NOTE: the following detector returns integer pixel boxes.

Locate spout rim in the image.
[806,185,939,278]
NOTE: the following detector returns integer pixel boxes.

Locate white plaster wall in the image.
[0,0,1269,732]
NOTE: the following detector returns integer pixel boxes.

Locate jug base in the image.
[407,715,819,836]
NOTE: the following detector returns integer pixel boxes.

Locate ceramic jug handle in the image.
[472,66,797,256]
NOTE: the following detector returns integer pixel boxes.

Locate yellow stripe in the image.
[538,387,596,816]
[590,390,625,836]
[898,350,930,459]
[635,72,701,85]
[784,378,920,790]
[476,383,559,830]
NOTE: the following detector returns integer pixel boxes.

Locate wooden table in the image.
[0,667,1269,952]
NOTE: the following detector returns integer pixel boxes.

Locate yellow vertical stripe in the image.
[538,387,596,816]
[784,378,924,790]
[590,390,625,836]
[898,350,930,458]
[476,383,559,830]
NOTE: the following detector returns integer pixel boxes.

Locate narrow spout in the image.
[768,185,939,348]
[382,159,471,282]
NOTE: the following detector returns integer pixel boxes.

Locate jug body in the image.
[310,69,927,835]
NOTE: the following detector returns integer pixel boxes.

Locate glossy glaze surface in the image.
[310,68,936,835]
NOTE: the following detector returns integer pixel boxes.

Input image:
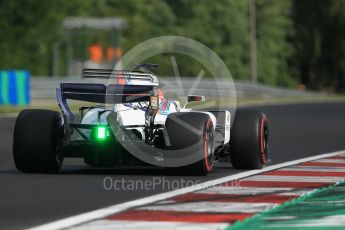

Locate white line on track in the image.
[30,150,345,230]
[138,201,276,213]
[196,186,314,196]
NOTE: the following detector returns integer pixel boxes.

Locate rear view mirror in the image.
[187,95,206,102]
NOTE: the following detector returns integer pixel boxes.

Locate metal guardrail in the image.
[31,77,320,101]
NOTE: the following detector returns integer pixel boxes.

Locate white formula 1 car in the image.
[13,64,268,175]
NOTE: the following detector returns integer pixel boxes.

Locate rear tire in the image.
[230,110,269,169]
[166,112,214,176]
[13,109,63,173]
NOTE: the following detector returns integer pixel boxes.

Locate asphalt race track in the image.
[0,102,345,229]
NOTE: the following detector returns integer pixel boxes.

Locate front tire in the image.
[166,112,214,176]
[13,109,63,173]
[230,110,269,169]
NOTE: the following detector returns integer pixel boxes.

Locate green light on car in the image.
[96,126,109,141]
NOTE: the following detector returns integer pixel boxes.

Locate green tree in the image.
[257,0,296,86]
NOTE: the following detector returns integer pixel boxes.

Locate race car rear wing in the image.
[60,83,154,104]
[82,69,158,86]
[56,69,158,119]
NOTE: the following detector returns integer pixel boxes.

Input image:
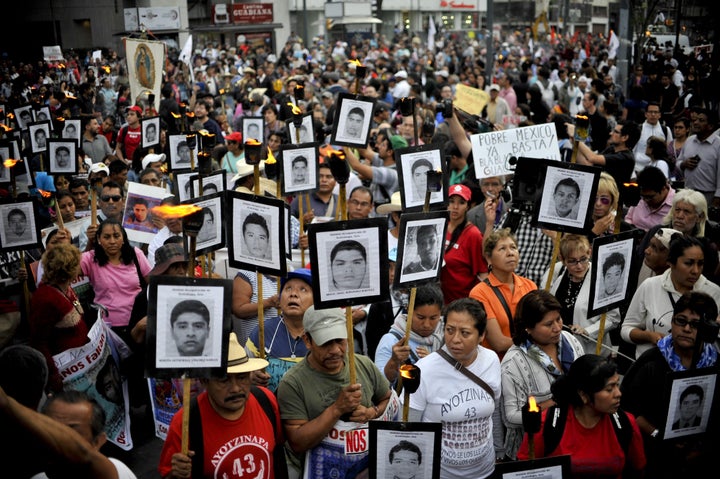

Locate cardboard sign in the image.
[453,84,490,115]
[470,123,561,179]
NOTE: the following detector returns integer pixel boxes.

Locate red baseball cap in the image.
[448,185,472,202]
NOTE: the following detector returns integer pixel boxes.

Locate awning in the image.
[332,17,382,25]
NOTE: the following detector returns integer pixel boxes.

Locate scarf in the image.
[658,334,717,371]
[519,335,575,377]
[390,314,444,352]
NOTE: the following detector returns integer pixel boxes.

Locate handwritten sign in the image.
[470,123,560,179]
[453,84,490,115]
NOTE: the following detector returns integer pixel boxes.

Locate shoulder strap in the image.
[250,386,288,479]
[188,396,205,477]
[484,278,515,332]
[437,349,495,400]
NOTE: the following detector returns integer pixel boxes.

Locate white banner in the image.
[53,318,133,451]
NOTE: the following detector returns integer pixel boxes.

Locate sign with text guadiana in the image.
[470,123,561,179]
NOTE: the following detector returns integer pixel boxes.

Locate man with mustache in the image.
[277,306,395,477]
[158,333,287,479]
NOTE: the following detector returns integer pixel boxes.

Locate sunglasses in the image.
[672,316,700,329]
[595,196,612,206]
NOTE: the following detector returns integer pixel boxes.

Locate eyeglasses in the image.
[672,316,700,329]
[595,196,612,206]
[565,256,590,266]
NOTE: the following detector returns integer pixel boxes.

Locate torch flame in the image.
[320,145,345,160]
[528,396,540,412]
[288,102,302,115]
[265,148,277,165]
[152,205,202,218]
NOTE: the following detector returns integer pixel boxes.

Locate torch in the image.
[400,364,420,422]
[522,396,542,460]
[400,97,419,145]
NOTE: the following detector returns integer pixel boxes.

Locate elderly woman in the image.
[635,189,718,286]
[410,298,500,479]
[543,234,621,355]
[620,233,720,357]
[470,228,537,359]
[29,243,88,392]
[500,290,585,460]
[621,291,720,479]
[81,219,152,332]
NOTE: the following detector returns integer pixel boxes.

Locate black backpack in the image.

◆ ◆ ◆

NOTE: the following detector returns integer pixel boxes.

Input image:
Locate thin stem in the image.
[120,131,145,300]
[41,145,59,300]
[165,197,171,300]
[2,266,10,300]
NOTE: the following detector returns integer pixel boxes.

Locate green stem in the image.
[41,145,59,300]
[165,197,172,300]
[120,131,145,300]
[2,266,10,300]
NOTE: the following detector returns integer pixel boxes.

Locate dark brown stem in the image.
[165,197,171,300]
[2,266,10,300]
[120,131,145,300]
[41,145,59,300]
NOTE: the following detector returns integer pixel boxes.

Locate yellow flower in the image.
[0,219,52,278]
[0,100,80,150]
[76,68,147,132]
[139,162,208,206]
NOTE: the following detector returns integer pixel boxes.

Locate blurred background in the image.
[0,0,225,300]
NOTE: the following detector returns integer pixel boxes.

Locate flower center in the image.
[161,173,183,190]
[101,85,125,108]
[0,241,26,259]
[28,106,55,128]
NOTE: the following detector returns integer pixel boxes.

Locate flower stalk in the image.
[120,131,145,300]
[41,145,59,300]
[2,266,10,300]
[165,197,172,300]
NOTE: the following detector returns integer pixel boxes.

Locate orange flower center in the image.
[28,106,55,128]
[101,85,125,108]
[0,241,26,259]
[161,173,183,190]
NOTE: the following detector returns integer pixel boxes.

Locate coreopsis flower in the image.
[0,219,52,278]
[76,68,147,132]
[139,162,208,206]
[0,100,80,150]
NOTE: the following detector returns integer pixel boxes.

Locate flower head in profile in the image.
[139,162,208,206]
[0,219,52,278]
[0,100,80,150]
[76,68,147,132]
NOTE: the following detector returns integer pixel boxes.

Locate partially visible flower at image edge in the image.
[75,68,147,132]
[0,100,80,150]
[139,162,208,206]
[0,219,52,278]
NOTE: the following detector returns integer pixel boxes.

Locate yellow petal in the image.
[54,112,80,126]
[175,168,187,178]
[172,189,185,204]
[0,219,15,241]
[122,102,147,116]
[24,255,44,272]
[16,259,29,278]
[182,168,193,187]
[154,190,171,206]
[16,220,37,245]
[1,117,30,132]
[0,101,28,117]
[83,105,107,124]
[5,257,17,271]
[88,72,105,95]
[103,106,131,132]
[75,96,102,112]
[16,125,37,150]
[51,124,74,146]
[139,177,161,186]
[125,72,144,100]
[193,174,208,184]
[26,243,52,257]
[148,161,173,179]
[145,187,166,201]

◆ ◆ ◆

REQUEST: Identify every line of the listing above that contains the word "white", and copy each one.

EXERCISE OUTPUT:
Locate white plaster wall in the image.
Locate white line on track in the image.
Locate white formula 1 car in the image.
Locate white banner in the image.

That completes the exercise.